Below is a block of records; repeat all of them exactly.
*** Source material ***
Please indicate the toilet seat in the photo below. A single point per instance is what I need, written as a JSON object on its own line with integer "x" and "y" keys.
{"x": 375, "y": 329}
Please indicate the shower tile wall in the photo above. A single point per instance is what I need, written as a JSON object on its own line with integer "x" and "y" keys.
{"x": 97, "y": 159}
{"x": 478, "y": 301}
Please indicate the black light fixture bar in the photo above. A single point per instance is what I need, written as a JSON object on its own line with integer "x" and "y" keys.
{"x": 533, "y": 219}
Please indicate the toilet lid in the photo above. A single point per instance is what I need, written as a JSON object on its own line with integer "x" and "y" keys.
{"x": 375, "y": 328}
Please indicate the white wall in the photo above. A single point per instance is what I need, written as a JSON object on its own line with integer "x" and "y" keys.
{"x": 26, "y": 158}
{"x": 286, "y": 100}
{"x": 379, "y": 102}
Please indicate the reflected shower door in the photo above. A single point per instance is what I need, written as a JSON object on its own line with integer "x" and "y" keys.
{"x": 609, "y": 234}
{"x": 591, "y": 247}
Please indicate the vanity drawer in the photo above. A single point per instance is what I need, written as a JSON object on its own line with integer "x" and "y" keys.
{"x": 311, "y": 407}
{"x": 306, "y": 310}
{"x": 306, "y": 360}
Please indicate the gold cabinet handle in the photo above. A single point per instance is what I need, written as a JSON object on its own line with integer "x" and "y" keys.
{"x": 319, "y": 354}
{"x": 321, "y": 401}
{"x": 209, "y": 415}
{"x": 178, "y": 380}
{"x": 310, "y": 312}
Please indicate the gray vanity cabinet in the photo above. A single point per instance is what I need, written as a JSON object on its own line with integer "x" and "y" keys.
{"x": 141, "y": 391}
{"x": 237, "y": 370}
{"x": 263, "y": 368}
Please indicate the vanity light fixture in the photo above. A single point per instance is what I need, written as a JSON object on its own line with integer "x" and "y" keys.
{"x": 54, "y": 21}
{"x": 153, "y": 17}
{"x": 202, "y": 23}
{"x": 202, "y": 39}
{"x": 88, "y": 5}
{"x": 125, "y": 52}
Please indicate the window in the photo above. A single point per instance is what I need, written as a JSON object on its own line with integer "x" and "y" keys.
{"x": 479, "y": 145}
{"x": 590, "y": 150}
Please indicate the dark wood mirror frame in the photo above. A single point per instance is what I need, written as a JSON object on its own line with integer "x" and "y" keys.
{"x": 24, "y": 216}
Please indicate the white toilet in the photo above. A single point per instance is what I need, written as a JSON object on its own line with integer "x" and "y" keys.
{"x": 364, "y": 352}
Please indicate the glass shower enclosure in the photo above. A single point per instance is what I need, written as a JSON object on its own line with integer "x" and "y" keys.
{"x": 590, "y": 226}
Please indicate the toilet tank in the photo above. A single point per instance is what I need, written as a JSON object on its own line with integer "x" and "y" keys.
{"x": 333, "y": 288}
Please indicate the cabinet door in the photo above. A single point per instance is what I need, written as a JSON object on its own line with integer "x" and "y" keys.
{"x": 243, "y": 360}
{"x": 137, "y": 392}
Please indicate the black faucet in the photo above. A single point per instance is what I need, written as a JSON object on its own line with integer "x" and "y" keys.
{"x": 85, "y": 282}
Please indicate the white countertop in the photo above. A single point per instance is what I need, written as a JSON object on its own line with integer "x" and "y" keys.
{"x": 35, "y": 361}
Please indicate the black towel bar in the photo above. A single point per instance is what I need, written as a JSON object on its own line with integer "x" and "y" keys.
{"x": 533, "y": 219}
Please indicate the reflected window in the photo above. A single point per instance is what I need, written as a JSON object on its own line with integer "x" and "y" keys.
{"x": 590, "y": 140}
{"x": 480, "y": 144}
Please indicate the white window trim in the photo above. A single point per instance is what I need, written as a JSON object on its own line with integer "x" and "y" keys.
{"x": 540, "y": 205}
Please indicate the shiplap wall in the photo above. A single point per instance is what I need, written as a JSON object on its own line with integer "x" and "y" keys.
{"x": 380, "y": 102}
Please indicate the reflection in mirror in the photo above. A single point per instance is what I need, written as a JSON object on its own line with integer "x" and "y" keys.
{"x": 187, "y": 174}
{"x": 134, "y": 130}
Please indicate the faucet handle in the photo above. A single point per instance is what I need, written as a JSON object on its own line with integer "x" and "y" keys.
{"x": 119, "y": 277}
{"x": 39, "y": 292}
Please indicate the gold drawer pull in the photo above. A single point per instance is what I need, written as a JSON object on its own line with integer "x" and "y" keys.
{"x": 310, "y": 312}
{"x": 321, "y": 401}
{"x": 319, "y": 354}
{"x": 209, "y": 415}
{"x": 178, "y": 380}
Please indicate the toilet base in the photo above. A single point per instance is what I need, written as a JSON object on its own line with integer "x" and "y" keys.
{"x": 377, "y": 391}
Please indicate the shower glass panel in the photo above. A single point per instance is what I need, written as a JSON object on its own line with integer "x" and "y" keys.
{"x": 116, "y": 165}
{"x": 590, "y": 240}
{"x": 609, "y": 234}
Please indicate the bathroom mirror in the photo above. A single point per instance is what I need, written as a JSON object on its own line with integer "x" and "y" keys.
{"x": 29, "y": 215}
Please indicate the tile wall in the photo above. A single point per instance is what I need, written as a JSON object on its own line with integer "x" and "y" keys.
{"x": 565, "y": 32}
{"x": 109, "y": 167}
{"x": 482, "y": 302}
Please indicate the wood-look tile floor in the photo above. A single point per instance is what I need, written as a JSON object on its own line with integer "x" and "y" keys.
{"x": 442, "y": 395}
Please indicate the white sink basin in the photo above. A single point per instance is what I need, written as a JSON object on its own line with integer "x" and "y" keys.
***
Solution:
Please indicate the toilet seat in the photo below. A single point per instance is what I need, written as a JSON object on its own line with integer "x" and "y" keys.
{"x": 375, "y": 329}
Please indicate the shower tile wall in the photo above. A single point per instance is what I need, written as a JSON object on its own line with integer "x" and "y" keys.
{"x": 97, "y": 159}
{"x": 478, "y": 301}
Please indicate the black light fixture bar in the photo above. A single point per instance is what I need, written as a JSON object on its own line with integer "x" and "y" keys.
{"x": 533, "y": 219}
Please indicate the toilet lid in the photo above. A single point per instance is what I need, written as a JSON object on its own line with integer "x" and "y" keys.
{"x": 375, "y": 328}
Please indicate the white wall in the photo above. A single point per instance is what I need, written as a JSON object on its own line with integer "x" and "y" keys.
{"x": 26, "y": 158}
{"x": 286, "y": 100}
{"x": 379, "y": 102}
Please indicate the reflected shower door in the photo above. A single point per instance is what I need, written as a JSON object on its own line with integer "x" and "y" keys.
{"x": 609, "y": 234}
{"x": 591, "y": 247}
Please indicate the vanity drawer in the photo above. A single point per instance is what I need, written as a JSON object on its own line with integer "x" and "y" keys.
{"x": 311, "y": 407}
{"x": 306, "y": 310}
{"x": 306, "y": 360}
Please indicate the gold cabinet handle in the photo above. A single point per instance is what I need, written as a JSON object on its own line with integer "x" and "y" keys.
{"x": 319, "y": 354}
{"x": 321, "y": 401}
{"x": 209, "y": 415}
{"x": 178, "y": 380}
{"x": 310, "y": 312}
Please indicate the gray vanity cabinet in the photo above. A single point per instance is what I need, written as a JSON object on its own line with integer "x" and "y" keys.
{"x": 141, "y": 391}
{"x": 237, "y": 370}
{"x": 263, "y": 368}
Please indicate the vanity light fixture in the photo above. A single point per instance is what I need, written as a JSON object on its own line with integer "x" and "y" keys.
{"x": 54, "y": 21}
{"x": 153, "y": 17}
{"x": 202, "y": 23}
{"x": 202, "y": 39}
{"x": 88, "y": 5}
{"x": 125, "y": 52}
Please indicate the window in the photo above. A single point per instance is what I need, written as a JSON object on its own line with integer "x" and "y" keys.
{"x": 479, "y": 145}
{"x": 590, "y": 150}
Please indicate the dark wood mirror frame in the photo above. A single point per instance is what I need, written as a JSON object on its own line with integer "x" and "y" keys.
{"x": 24, "y": 216}
Please indicate the white toilet in the photo above. A single point per instance is what I need, written as a JSON object on its own line with integer "x" and "y" keys.
{"x": 364, "y": 352}
Please indicate the glass shower enclosure in the photo above. A single point per instance is what I need, written as a JSON object on its own line with integer "x" and "y" keys.
{"x": 590, "y": 226}
Please indicate the toilet tank in the photo above. A single point per instance is what I need, written as a JSON object on its own line with integer "x" and "y" keys.
{"x": 333, "y": 288}
Please indicate the cabinet door in the photo above. A single point per instance is what I need, written as a JSON object on its own line with integer "x" and "y" keys.
{"x": 243, "y": 360}
{"x": 137, "y": 392}
Please indicate the black faucet in the photo above. A single point per instance is what I need, written as a JSON object on its own line with integer "x" and "y" keys.
{"x": 85, "y": 282}
Please indicate the white countertop in the photo above. A single point per instance is what I need, written as a JSON object on its own line with integer "x" and "y" keys.
{"x": 35, "y": 361}
Please indicate the black towel bar in the photo above. A single point per instance is what I need, written as a JSON object on its own line with integer "x" and "y" keys.
{"x": 533, "y": 219}
Please indicate the reflected window in the photo above. A single point per instance is what I need, written as a JSON object on its own line with integer "x" and "y" keys.
{"x": 590, "y": 140}
{"x": 480, "y": 144}
Please indicate the white window trim in the photo above. A single point per instance is what I need, written as a JSON object on its own line with integer "x" and "y" keys.
{"x": 540, "y": 205}
Please indicate the shiplap wall in the photo above. A single point per instance is what I need, written as a JSON object on its own line with integer "x" and "y" keys.
{"x": 380, "y": 102}
Please indicate the reflection in mirror in the photo above. A single point per instance is what I need, written as a JSON object on its own line with integer "x" and "y" keys.
{"x": 187, "y": 174}
{"x": 134, "y": 130}
Please indicate the faucet handle in the photo above. A single point per instance is what I need, written as a JSON object on its own line with integer "x" and "y" keys.
{"x": 119, "y": 277}
{"x": 39, "y": 292}
Please indicate the gold drawer pull in the photo above. A single point per instance is what I need, written as a JSON object on its own line with integer "x" and "y" keys.
{"x": 310, "y": 312}
{"x": 321, "y": 401}
{"x": 319, "y": 354}
{"x": 209, "y": 415}
{"x": 178, "y": 380}
Please indicate the toilet base in the photo above. A single point per instance is what I need, written as a JSON object on its own line with integer "x" and "y" keys.
{"x": 377, "y": 391}
Please indicate the shower glass panel in the photo above. A single point per instance is what I need, written as a JSON object on its own line with integer "x" and "y" keys.
{"x": 116, "y": 165}
{"x": 590, "y": 240}
{"x": 609, "y": 234}
Please indicate the bathroom mirror in the photo above. A single point per instance is what I need, written as a JSON object on its own line with integer "x" and "y" keys.
{"x": 29, "y": 215}
Please indicate the tile wall in the photo above. A single point per instance is what I need, written as a JSON object on its own line with integer "x" and "y" keys.
{"x": 565, "y": 32}
{"x": 109, "y": 167}
{"x": 482, "y": 302}
Please indicate the wood-look tile floor in the photo above. A single point per instance is what I need, written as a JSON object on its own line with integer "x" and "y" keys.
{"x": 442, "y": 395}
Please indicate the white sink basin in the photo above. A single point per instance is what I need, written as a JSON object on its own line with integer "x" and "y" keys.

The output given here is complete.